**GIVEN REQUEST:** Can you edit these lines so each "tally sheet" becomes "count log", with nothing else changed and the pictures left out of your answer?

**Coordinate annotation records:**
§
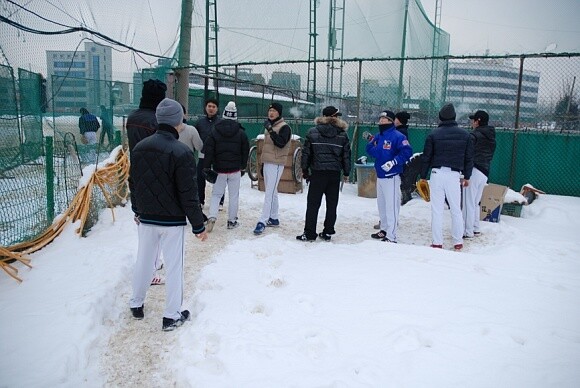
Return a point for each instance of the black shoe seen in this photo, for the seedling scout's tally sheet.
(303, 237)
(138, 312)
(381, 234)
(172, 324)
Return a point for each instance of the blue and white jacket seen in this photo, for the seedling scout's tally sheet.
(389, 144)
§
**IN RESPONSE:**
Return a point for each instance of the black shoe seen in this photo, for the seedling scout's count log.
(303, 237)
(138, 312)
(381, 234)
(172, 324)
Return a point for each instance of the blue and white jacket seen in this photo, for the seedling scout's count log.
(389, 144)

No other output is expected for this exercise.